_Work required_: Each line of the data should be transcribed exactly as given.

_Dataset entries_:

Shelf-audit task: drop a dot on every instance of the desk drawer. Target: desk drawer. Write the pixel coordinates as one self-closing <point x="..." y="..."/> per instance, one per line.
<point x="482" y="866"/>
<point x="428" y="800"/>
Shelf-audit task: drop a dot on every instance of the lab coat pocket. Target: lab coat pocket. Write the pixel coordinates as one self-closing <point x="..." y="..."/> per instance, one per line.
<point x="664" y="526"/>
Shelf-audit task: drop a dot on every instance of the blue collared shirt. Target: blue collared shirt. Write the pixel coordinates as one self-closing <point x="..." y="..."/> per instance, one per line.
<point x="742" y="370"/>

_Result below_:
Shelf-audit task: drop a dot on every instance of the desk drawer. Target: desk drawer. Write the pixel coordinates as one self-closing <point x="..." y="..."/> per instance, one per line.
<point x="482" y="866"/>
<point x="428" y="800"/>
Shelf-audit task: drop a dot on every instance of the lab coat pocket. Target: lab coat pocket. Write the pixel coordinates as one self-closing <point x="..." y="..."/> per instance, one per line.
<point x="664" y="526"/>
Shelf-audit task: drop a dot on every instance of the blue collared shirt. Target: blue collared shirt. Write the pixel coordinates as one self-closing <point x="..." y="..."/> per instance, one per line.
<point x="742" y="370"/>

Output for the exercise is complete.